● What the task asks:
All of the data below should be output exactly as given.

● Dataset records:

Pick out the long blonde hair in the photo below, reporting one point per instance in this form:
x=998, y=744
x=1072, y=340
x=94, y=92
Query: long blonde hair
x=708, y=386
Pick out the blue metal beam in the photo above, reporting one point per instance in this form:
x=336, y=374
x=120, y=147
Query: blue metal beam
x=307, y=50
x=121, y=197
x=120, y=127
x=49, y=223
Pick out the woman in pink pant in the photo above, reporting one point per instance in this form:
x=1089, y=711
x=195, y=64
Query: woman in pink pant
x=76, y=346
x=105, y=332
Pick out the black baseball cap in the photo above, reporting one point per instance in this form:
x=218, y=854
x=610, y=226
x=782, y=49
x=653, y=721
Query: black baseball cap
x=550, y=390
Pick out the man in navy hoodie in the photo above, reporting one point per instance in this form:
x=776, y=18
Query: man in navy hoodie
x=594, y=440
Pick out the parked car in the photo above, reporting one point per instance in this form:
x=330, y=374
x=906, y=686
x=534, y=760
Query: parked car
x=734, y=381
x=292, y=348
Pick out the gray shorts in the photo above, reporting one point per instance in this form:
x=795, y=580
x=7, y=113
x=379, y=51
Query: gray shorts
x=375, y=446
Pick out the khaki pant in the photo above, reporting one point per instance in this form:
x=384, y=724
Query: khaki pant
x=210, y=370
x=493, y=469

● Answer to this exercise:
Pick out the long blonde hair in the photo below, reporting one point per instance in this form:
x=998, y=744
x=1072, y=340
x=94, y=92
Query: long blonde hair
x=708, y=386
Pick out the blue metal beam in the photo above, reporting one point per instance in this form:
x=336, y=374
x=120, y=147
Query: blue metal beam
x=307, y=50
x=121, y=197
x=120, y=127
x=49, y=223
Pick out the woman in pink pant in the photo above, reporting one point per instance in this form:
x=1089, y=711
x=195, y=64
Query: woman in pink pant
x=76, y=346
x=105, y=332
Pick out the black baseball cap in the photo above, reporting one point per instance in this form:
x=218, y=854
x=610, y=226
x=782, y=49
x=653, y=721
Query: black baseball cap
x=550, y=390
Pick out the man in navy hoodie in the photo above, reporting one point per instance in this form:
x=776, y=18
Query: man in navy hoodie
x=594, y=440
Pick out the parked car in the photo above, reporting one point per instance in this form:
x=330, y=374
x=906, y=686
x=534, y=760
Query: parked car
x=734, y=381
x=292, y=348
Pick out the gray shorts in the photo above, reporting one point per instance in this form:
x=795, y=580
x=7, y=113
x=379, y=51
Query: gray shorts
x=375, y=446
Pick out the khaki pant in the photo above, reporting one point per instance in this form:
x=384, y=724
Query: khaki pant
x=210, y=370
x=493, y=469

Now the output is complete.